Exercise ->
Write out each of the following entries word for word, leaving out the pictures.

** Start **

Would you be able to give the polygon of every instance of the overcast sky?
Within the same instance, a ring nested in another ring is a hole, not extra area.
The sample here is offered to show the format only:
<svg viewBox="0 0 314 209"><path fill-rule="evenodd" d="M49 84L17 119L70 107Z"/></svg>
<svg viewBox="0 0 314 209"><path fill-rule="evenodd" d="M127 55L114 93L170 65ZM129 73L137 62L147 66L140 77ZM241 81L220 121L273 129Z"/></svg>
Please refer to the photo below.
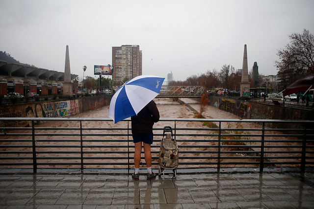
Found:
<svg viewBox="0 0 314 209"><path fill-rule="evenodd" d="M112 47L139 45L143 74L185 80L225 65L276 74L277 50L304 28L314 33L314 0L0 0L0 51L37 67L94 76Z"/></svg>

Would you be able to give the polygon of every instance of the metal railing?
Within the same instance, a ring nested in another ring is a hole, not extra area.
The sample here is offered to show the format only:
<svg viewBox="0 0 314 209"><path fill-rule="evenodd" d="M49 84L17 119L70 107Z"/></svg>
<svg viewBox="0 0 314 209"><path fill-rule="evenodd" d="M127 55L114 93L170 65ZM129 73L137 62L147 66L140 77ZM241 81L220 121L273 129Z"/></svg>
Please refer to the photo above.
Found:
<svg viewBox="0 0 314 209"><path fill-rule="evenodd" d="M29 127L5 124L31 122ZM130 168L134 145L131 121L110 118L2 118L0 168ZM268 128L284 123L286 128ZM250 124L249 127L247 124ZM300 128L293 128L295 124ZM314 121L160 118L154 125L157 166L163 127L172 126L179 168L314 165ZM145 163L143 155L142 163Z"/></svg>

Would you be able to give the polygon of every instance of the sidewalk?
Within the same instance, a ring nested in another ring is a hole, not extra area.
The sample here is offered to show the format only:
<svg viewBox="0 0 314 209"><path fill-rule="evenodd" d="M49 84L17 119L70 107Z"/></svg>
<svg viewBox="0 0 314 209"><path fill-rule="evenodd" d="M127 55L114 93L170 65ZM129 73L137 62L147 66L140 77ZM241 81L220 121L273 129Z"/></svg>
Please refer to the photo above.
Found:
<svg viewBox="0 0 314 209"><path fill-rule="evenodd" d="M139 181L106 170L0 169L2 209L313 208L314 173L182 174ZM154 170L157 173L157 170Z"/></svg>

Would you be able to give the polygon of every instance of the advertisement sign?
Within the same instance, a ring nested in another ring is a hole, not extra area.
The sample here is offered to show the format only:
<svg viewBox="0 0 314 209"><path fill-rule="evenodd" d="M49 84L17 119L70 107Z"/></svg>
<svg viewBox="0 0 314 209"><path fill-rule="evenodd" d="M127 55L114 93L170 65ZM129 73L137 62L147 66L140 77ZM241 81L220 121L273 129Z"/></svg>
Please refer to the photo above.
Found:
<svg viewBox="0 0 314 209"><path fill-rule="evenodd" d="M112 74L112 66L110 65L94 65L94 75L108 75Z"/></svg>

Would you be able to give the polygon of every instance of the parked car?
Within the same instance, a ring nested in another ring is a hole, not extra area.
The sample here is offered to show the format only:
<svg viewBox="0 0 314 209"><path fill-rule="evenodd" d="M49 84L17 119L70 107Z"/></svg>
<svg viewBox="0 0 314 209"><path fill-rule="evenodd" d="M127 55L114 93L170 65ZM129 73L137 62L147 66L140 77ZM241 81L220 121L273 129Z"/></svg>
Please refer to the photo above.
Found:
<svg viewBox="0 0 314 209"><path fill-rule="evenodd" d="M292 93L292 94L287 95L285 96L285 99L289 99L290 101L295 100L296 101L297 95L295 93Z"/></svg>
<svg viewBox="0 0 314 209"><path fill-rule="evenodd" d="M16 97L16 98L17 99L20 99L22 101L24 100L24 96L23 96L20 93L16 93L15 92L11 92L11 93L9 93L8 96L5 96L4 98L6 99L9 99L13 98L13 97Z"/></svg>
<svg viewBox="0 0 314 209"><path fill-rule="evenodd" d="M27 93L27 95L30 97L33 97L34 96L38 96L39 95L37 94L36 93L35 93L34 92L29 92L29 93Z"/></svg>

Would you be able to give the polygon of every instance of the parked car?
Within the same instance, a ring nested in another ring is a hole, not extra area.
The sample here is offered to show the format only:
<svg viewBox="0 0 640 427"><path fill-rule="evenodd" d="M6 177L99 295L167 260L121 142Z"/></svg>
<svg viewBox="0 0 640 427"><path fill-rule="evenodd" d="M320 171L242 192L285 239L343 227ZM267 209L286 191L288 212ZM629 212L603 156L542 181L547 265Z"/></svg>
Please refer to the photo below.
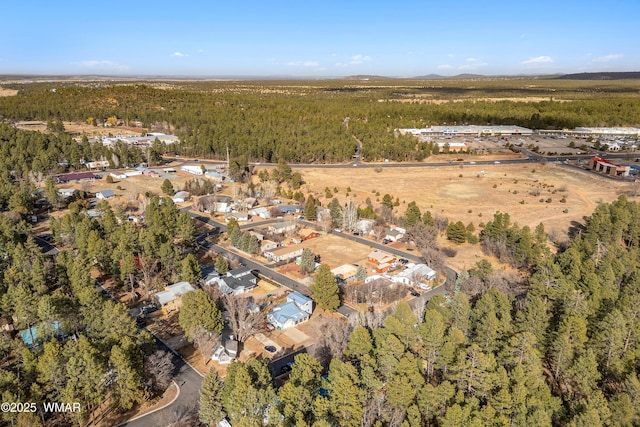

** End **

The result ->
Would you be able to give the polygon of every instance of the overcast sky?
Within the same instance, a ring nested in another ring is a hole, not extra area.
The sample here is offered to show the format only:
<svg viewBox="0 0 314 209"><path fill-rule="evenodd" d="M49 84L17 119L70 107Z"/></svg>
<svg viewBox="0 0 314 209"><path fill-rule="evenodd" d="M127 55L114 93L170 65ZM129 73L137 62L147 66L140 77ZM241 81L220 121L273 129Z"/></svg>
Please refer to the photo below.
Found:
<svg viewBox="0 0 314 209"><path fill-rule="evenodd" d="M112 47L139 45L143 74L185 80L225 65L276 74L277 50L304 28L314 33L314 0L0 0L0 51L37 67L94 76Z"/></svg>

Would you be able to give the polygon of every instance of the metal railing?
Within the same instance, a ring nested in another ring is a hole, not extra area.
The sample here is offered to show the format only:
<svg viewBox="0 0 314 209"><path fill-rule="evenodd" d="M49 84L17 119L70 107Z"/></svg>
<svg viewBox="0 0 314 209"><path fill-rule="evenodd" d="M127 55L114 93L170 65ZM129 73L137 62L147 66L140 77ZM241 81L220 121L273 129Z"/></svg>
Please refer to the photo above.
Found:
<svg viewBox="0 0 314 209"><path fill-rule="evenodd" d="M29 127L5 124L31 122ZM130 168L134 145L131 121L110 118L2 118L0 168ZM268 128L284 123L286 128ZM250 124L249 127L247 124ZM300 128L293 128L295 124ZM314 121L160 118L154 125L157 166L163 127L172 126L179 168L314 165ZM145 163L143 155L142 163Z"/></svg>

Would you be able to give the polygon of every instance of the sidewalk?
Within the same instance, a ring nested in another ring is a hole, not extra area.
The sample here is offered to show the format only:
<svg viewBox="0 0 314 209"><path fill-rule="evenodd" d="M49 84L17 119L70 107Z"/></svg>
<svg viewBox="0 0 314 209"><path fill-rule="evenodd" d="M127 55L114 93L170 65ZM129 73L137 62L147 66L140 77ZM241 81L220 121L273 129Z"/></svg>
Please refer to the photo above.
Found:
<svg viewBox="0 0 314 209"><path fill-rule="evenodd" d="M139 181L106 170L0 169L2 209L313 208L314 173L182 174ZM154 170L157 173L157 170Z"/></svg>

Would you be able to give the polygon of every instance of the advertisement sign?
Within the same instance, a ring nested in another ring is a hole, not extra area.
The sample here is offered to show the format only:
<svg viewBox="0 0 314 209"><path fill-rule="evenodd" d="M49 84L17 119L70 107Z"/></svg>
<svg viewBox="0 0 314 209"><path fill-rule="evenodd" d="M127 55L114 93L170 65ZM129 73L137 62L147 66L140 77ZM241 81L220 121L273 129Z"/></svg>
Please refer to the photo above.
Found:
<svg viewBox="0 0 314 209"><path fill-rule="evenodd" d="M112 74L112 66L110 65L94 65L94 75L108 75Z"/></svg>

Would you be able to give the polygon of every instance of the parked car?
Within the same instance, a ring nested in another ring is a hole, not extra area.
The sample here is offered to show the format only:
<svg viewBox="0 0 314 209"><path fill-rule="evenodd" d="M49 84L17 119L70 107Z"/></svg>
<svg viewBox="0 0 314 209"><path fill-rule="evenodd" d="M127 55L114 93L170 65ZM129 73L137 62L147 66L140 77ZM241 81L220 121L273 129Z"/></svg>
Please refer to the photo above.
Found:
<svg viewBox="0 0 314 209"><path fill-rule="evenodd" d="M292 93L292 94L287 95L285 96L285 99L289 99L290 101L295 100L296 101L297 95L295 93Z"/></svg>
<svg viewBox="0 0 314 209"><path fill-rule="evenodd" d="M16 97L16 98L17 99L20 99L22 101L24 100L24 96L23 96L20 93L16 93L15 92L11 92L11 93L9 93L8 96L5 96L4 98L6 99L9 99L13 98L13 97Z"/></svg>
<svg viewBox="0 0 314 209"><path fill-rule="evenodd" d="M27 93L27 95L30 97L33 97L34 96L38 96L39 95L37 94L36 93L35 93L34 92L29 92L29 93Z"/></svg>

Would you be able to give the polygon of every instance of the parked car?
Within the same instance, a ring nested in another ring is a hole, not extra area.
The sample here is offered to show the format only:
<svg viewBox="0 0 640 427"><path fill-rule="evenodd" d="M6 177L99 295L167 260L121 142Z"/></svg>
<svg viewBox="0 0 640 427"><path fill-rule="evenodd" d="M320 171L242 192L285 239L343 227ZM267 209L286 191L288 212ZM629 212L603 156L542 181L547 265Z"/></svg>
Please refer to the photo below.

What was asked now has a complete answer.